The problem — From the listing below, count the lines where the string "green" occurs. Give the number, with no other words.

Task input START

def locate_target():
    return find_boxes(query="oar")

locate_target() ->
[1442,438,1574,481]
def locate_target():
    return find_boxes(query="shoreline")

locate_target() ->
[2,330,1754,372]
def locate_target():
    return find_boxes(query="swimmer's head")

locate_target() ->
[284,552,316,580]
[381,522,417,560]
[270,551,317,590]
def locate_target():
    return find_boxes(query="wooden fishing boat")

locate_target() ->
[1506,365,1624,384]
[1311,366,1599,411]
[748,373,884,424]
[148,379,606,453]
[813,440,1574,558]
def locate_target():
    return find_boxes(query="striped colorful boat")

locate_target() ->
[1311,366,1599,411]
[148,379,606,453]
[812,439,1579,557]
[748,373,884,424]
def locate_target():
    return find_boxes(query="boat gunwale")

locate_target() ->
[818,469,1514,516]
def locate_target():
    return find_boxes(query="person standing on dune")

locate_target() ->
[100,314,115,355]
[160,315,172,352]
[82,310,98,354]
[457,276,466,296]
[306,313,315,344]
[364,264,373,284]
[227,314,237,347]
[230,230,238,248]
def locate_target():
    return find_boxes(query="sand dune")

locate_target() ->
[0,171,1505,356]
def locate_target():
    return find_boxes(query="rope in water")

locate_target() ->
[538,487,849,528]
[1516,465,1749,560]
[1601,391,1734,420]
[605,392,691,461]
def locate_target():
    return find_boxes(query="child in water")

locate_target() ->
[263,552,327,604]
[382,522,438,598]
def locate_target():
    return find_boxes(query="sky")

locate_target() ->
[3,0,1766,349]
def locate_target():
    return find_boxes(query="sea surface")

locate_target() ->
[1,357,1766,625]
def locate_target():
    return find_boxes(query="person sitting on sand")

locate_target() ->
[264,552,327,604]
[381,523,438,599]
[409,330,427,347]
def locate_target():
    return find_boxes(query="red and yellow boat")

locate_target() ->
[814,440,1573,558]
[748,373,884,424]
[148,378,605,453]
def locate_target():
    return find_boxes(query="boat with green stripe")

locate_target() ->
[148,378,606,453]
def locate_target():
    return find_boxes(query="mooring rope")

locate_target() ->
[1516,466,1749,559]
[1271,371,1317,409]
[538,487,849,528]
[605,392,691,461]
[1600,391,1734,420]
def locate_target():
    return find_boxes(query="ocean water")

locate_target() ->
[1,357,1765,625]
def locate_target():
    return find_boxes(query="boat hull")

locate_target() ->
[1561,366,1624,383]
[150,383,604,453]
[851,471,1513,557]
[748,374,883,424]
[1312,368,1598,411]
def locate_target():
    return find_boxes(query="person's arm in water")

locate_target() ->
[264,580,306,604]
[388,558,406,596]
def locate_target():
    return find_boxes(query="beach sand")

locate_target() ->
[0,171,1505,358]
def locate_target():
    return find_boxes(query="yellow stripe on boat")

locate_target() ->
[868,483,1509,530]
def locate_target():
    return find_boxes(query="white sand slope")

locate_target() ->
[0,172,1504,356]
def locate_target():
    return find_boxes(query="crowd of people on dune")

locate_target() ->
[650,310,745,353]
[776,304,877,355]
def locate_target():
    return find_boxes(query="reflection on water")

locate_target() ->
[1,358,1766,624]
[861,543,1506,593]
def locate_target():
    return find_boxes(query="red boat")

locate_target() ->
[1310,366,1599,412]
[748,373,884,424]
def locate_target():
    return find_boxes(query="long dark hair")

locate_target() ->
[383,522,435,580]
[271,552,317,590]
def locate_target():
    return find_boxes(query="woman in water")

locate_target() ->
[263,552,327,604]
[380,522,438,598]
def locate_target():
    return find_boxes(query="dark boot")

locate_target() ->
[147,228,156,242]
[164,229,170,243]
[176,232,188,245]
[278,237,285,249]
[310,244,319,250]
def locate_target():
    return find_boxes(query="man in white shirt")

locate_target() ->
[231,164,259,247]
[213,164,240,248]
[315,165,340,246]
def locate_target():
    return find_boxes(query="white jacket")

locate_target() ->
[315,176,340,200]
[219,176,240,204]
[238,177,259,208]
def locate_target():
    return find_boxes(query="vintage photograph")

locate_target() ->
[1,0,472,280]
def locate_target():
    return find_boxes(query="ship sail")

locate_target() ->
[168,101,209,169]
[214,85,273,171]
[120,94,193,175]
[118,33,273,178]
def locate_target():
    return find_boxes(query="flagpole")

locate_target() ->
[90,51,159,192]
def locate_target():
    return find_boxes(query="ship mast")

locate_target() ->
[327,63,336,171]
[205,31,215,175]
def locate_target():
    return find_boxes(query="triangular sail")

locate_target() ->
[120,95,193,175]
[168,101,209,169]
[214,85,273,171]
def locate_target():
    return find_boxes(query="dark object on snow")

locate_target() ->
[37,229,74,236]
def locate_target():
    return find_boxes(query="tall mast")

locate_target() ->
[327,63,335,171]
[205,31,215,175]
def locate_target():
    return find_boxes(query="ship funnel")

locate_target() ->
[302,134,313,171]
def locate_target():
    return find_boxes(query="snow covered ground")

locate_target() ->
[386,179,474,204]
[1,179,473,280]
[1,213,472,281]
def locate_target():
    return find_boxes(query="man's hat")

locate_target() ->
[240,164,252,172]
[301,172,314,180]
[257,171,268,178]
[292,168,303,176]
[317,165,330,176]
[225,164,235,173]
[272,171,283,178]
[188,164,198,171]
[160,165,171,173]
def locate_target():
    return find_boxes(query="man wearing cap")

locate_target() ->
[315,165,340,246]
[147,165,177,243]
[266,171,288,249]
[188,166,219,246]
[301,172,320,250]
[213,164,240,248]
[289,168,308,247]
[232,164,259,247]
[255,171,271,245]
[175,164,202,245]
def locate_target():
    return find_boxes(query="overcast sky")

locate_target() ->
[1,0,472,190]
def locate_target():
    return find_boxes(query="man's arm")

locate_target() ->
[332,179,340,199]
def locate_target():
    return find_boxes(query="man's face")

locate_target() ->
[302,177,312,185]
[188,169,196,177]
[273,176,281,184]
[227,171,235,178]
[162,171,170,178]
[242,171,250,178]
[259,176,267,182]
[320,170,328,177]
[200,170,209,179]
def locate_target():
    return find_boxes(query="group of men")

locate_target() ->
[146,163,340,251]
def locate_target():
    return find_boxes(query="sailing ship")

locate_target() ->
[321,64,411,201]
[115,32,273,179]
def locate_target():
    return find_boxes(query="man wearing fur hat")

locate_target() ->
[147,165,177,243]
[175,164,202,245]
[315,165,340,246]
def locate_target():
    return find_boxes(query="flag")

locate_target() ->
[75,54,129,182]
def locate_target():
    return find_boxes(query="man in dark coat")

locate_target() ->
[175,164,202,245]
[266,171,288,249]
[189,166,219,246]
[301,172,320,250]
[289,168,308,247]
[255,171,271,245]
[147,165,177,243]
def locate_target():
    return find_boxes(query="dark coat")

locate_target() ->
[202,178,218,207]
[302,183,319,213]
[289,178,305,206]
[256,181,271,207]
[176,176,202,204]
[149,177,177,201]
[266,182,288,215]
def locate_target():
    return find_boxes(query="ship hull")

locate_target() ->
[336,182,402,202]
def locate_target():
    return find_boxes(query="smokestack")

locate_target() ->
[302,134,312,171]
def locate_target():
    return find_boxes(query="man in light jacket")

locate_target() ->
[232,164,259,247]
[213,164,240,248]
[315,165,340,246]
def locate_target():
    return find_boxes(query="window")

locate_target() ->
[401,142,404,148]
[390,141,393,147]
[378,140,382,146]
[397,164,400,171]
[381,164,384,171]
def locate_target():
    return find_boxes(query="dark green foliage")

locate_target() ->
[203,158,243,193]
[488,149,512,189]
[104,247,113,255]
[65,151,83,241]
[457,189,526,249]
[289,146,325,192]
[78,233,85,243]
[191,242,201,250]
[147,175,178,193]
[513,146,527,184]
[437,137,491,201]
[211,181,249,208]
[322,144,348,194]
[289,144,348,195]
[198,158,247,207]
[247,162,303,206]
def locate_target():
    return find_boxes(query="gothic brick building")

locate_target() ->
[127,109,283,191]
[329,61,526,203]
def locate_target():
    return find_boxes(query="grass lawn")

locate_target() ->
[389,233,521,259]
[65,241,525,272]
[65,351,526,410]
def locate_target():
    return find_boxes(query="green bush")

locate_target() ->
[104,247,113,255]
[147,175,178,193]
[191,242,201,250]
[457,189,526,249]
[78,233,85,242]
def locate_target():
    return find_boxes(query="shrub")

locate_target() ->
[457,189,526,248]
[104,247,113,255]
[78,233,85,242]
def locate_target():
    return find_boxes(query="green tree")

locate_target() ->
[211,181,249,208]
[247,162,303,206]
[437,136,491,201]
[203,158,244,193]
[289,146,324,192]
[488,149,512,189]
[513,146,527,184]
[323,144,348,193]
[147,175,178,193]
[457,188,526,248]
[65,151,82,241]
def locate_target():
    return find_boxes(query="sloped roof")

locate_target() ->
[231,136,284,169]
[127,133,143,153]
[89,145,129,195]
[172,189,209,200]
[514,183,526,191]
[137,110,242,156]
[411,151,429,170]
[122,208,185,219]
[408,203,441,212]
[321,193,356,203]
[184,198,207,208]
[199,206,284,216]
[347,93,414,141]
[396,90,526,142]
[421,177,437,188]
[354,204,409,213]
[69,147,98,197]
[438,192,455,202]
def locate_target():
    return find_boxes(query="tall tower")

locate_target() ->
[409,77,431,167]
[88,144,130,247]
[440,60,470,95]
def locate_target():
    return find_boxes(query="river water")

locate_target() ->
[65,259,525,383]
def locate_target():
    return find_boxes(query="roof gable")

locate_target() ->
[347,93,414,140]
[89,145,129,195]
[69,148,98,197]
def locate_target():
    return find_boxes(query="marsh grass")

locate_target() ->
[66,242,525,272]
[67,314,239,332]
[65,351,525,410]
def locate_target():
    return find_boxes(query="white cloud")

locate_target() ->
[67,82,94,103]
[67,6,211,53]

Task input END

Written reply — 4